— Task objective —
Could you please find each line in the records that contains the word "sand" and copy it?

— Information —

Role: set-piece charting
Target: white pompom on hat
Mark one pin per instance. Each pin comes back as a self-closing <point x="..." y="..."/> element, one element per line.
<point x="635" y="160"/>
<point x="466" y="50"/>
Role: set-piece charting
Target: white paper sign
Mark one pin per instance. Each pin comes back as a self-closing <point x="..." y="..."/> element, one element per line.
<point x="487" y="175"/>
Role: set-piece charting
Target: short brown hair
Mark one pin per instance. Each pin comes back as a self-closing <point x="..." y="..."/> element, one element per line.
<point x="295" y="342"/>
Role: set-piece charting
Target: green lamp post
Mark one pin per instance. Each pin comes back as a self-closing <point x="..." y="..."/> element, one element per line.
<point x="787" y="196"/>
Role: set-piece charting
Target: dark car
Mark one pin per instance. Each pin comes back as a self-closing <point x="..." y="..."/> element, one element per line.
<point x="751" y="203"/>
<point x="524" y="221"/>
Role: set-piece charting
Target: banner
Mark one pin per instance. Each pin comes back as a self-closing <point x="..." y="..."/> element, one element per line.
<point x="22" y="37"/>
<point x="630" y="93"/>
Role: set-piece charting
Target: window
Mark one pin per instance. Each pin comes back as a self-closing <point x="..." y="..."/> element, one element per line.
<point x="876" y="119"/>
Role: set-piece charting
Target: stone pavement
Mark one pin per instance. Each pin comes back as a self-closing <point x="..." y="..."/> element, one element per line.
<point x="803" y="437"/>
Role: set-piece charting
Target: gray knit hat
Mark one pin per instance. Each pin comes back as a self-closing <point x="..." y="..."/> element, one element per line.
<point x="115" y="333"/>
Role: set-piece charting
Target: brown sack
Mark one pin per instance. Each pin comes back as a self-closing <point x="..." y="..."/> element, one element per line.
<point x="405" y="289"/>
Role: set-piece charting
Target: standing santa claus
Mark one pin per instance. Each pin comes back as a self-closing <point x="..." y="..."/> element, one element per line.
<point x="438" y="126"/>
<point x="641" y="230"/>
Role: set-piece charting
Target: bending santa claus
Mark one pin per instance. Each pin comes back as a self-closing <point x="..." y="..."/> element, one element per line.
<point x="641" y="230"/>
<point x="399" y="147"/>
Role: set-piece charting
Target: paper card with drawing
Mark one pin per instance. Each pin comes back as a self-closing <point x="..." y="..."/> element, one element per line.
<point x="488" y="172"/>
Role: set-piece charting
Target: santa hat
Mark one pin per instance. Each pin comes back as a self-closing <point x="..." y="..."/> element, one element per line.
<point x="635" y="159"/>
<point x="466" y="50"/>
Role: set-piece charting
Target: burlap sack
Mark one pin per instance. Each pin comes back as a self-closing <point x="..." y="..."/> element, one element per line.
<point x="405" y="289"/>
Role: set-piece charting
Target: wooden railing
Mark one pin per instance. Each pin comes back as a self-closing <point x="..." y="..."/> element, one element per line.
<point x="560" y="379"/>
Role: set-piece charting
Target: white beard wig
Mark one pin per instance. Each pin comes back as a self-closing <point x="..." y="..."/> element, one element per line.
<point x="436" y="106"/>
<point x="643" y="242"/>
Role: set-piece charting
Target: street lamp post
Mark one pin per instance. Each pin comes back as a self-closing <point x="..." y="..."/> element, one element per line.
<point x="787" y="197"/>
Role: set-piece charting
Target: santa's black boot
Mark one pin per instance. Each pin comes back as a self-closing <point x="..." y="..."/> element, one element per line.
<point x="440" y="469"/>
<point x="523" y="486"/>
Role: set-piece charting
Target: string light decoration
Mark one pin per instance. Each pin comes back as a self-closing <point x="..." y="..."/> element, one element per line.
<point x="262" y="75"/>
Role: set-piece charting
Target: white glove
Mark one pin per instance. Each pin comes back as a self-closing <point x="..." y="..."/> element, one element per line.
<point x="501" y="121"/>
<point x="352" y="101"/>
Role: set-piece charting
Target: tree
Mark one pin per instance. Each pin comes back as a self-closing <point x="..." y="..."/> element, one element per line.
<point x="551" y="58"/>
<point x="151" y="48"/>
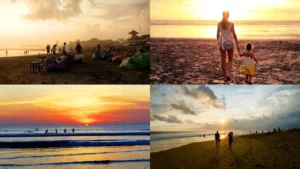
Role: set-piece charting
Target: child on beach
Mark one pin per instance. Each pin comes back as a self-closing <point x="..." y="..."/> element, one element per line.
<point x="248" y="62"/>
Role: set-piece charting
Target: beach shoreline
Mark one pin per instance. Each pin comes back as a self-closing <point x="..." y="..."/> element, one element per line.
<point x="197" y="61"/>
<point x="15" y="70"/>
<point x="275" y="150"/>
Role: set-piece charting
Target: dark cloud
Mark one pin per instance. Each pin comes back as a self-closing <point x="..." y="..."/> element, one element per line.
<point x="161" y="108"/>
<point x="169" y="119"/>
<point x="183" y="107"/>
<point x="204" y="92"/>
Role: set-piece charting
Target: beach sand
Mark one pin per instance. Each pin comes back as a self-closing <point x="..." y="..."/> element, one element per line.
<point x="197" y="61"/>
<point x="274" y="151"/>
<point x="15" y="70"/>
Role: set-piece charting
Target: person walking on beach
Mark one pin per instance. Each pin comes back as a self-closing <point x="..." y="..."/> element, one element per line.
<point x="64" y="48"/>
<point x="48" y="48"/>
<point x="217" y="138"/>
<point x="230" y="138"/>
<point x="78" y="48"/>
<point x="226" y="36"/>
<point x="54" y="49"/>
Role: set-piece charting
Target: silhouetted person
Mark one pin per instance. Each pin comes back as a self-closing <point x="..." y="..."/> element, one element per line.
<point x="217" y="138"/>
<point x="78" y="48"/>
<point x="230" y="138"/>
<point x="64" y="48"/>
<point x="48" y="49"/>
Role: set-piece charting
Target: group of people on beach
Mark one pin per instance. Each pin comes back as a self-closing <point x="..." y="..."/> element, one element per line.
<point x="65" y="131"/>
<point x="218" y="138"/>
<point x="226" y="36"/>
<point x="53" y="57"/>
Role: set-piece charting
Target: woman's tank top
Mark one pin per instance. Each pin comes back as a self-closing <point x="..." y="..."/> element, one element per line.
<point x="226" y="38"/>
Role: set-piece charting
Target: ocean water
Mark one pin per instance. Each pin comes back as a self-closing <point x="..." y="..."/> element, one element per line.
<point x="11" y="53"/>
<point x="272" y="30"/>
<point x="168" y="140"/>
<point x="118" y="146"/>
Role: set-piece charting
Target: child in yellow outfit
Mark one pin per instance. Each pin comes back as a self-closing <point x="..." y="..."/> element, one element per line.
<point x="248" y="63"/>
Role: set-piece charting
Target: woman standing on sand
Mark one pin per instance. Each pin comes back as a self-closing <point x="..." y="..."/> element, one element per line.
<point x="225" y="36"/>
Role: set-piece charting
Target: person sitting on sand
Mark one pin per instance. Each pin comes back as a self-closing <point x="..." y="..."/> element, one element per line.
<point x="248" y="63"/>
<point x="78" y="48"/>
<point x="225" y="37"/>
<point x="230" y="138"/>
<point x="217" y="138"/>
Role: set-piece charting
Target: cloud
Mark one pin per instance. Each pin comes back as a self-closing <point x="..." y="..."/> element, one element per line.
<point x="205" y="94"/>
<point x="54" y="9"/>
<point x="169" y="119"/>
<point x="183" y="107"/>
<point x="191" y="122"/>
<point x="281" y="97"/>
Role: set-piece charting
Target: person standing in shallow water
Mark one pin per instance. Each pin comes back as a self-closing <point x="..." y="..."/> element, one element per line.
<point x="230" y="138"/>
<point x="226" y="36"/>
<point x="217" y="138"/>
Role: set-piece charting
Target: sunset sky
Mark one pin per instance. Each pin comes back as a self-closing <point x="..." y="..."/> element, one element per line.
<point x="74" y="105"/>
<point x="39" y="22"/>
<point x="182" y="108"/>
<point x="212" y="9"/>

...

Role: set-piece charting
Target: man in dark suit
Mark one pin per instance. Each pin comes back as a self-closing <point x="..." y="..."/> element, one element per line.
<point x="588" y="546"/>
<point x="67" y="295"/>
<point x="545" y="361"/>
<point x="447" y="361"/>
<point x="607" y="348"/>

— Task result —
Target: beach sand
Target: woman standing on sand
Target: person sitting on sand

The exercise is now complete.